**TASK GOAL:**
The records below should be printed once more, exactly as they appear.

**Recorded data:**
****************

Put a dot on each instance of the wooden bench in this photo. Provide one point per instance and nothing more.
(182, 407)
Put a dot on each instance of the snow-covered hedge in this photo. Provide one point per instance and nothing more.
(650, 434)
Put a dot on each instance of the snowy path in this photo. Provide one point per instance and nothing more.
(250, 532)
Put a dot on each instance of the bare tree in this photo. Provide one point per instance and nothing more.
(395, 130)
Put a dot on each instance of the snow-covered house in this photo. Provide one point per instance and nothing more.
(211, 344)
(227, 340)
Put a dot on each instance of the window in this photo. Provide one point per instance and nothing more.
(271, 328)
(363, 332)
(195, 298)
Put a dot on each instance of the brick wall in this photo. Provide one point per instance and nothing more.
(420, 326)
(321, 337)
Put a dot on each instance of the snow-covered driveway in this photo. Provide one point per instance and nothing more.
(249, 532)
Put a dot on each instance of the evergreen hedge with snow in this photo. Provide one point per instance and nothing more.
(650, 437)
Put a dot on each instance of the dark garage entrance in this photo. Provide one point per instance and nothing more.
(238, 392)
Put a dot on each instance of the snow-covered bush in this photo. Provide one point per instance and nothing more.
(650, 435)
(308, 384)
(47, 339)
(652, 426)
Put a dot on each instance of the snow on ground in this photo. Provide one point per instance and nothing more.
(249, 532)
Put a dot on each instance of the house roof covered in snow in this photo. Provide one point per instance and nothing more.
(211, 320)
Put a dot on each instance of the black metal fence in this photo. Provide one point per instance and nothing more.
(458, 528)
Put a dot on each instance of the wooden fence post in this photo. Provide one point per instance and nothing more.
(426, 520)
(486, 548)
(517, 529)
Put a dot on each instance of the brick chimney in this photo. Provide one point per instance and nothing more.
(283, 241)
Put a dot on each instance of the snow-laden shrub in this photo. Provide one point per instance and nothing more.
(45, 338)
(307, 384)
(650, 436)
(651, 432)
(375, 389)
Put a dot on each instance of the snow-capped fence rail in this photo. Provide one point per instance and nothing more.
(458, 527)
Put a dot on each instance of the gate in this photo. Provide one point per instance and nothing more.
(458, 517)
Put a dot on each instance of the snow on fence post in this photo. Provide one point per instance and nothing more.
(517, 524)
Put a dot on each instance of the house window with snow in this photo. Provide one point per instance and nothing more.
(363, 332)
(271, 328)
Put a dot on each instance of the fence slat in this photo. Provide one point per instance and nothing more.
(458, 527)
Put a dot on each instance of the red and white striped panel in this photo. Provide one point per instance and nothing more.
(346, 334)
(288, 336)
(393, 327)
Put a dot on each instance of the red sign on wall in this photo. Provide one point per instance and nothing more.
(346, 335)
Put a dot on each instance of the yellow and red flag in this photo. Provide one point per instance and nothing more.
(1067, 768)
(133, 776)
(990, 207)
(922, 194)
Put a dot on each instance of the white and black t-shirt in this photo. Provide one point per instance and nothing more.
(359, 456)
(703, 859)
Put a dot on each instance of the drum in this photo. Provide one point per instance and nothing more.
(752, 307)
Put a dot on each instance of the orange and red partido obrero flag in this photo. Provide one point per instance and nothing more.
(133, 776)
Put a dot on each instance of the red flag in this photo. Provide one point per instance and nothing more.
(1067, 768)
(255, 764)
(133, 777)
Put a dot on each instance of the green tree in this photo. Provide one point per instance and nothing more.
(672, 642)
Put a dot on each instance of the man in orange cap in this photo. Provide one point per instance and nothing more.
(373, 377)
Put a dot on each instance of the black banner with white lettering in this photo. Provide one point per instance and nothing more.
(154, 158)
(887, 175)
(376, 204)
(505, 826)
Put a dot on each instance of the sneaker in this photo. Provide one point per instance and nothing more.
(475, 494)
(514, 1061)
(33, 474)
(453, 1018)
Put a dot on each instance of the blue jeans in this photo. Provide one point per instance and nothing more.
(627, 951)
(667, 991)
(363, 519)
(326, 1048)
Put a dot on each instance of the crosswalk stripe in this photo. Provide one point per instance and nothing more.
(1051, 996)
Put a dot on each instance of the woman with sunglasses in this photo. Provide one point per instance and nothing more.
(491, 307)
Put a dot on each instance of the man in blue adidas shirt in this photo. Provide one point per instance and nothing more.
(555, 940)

****************

**WORKED SOLUTION:**
Put a dot on each instance of the wooden bench in this photo. Provide one point per instance and nothing more.
(182, 407)
Put a dot on each instance of the snow-covered hedge in this photo. Provide one point per instance and nothing more.
(650, 434)
Put a dot on each instance of the snowy path in this photo. Provide one point per instance and nothing more.
(250, 532)
Put a dot on each instance of the bare tree in this photo. Provide one point per instance and nothing more.
(395, 130)
Put a dot on each instance of the snow-covered house in this photo. Provide one point per instance and nothing more.
(211, 344)
(227, 340)
Put a dot on each instance of the window in this photo. Provide one point per instance and nothing more.
(271, 328)
(363, 332)
(195, 298)
Put a dot on each instance of the brick wall in this photo. Provide one point per instance and nothing more.
(420, 326)
(321, 337)
Put a dot on each instance of the snow-covered driveway in this photo. Provide one point per instance and nothing more.
(249, 532)
Put a dot on each instance of the evergreen hedge with snow in this photo. Provide one point per instance and nothing more.
(650, 437)
Put a dot on each instance of the dark garage entrance in this photo. Provide one point per instance and nothing more.
(238, 392)
Put a dot on each instance of the snow-covered bush in this photo. Provide one point per instance and nothing more.
(650, 435)
(308, 384)
(47, 339)
(652, 426)
Put a dot on each instance of the snow on ground in this photo. Provide one point per instance and nothing more.
(249, 532)
Put a dot on each instance of the house roof covered in snow in this photo. Provide one point per instance and nothing more.
(211, 320)
Put a dot on each instance of the black metal fence in this photo. Provide one point per instance and nothing more.
(458, 528)
Put a dot on each instance of the wooden fence post in this photo. Provide one point per instance and nothing more.
(426, 520)
(486, 548)
(517, 529)
Put a dot on each instance of the brick chimney in this photo. Provide one point per instance and nothing more.
(283, 241)
Put a dot on each instance of the snow-laden shrub in this photo. Provide one point per instance and nothing more.
(45, 338)
(307, 384)
(650, 436)
(651, 432)
(375, 389)
Put a dot on each instance of the snow-capped fence rail in this photo. Provide one point per instance and nothing more.
(458, 527)
Put a dot on each instance of the gate in this photo. Provide one point per instance and nothing more.
(458, 517)
Put a dot on each instance of the snow on fence post in this photo. Provide one point per instance and nothing more.
(517, 524)
Put a dot on each instance of the house window with snow in this photo. Provide one point per instance and nothing more.
(363, 332)
(271, 328)
Put a dot on each instance of the fence slat in this photo. Provide one point per instance and nothing more.
(458, 527)
Put a dot on each instance of the red and white striped panel in this photo. Provide one point per instance and nothing more.
(346, 334)
(288, 336)
(393, 327)
Put a dot on each instance of the red sign on wall in this photo. Provide one point per instance and nothing more.
(346, 335)
Put a dot on each instance of the yellow and red flag in this photo. Provide one point per instance and nothing more.
(1067, 768)
(133, 776)
(990, 207)
(922, 194)
Put a dot on each instance of the white and black t-shirt in this photo. Provide one point per instance and nothing more.
(359, 456)
(703, 859)
Put a dot on each instance of the drum in this photo. Provide one point per instance and nothing more.
(752, 307)
Put a dot on each instance of the orange and red partido obrero flag in this photo. Provide one point per instance and nothing more.
(133, 776)
Put a dot on each instance of the red flag in this photo. Provide one point per instance and nothing more.
(1067, 768)
(255, 764)
(133, 777)
Put a dot on each instance of the green tree in this photo. Provide one point per instance and nothing more.
(672, 642)
Put a dot on each instance of the man in orange cap in this photo. Provide one point per instance and nothing more.
(373, 377)
Put a dot on each instance of the black banner with white lettering in this photo. Provide one point per instance and nothing more.
(154, 158)
(887, 175)
(376, 204)
(505, 826)
Put a dot on each instance of the sneaker in this photo. Provide one point per instance and nothing more.
(475, 494)
(514, 1061)
(33, 474)
(453, 1018)
Put a dot on each instance of the blue jeans in this photo. Provide one point per instance and nothing more.
(627, 951)
(667, 991)
(363, 519)
(326, 1048)
Put a dot on each instance of the crosswalk stripe in this photo. Provide one point per instance and nothing more.
(1051, 996)
Put a dot on each instance of the woman with sunglasses in this photo. Provide one point per instance and nothing more.
(491, 307)
Put a dot on each instance of the man in blue adidas shirt in this photo. Provide one point per instance and nothing more.
(555, 940)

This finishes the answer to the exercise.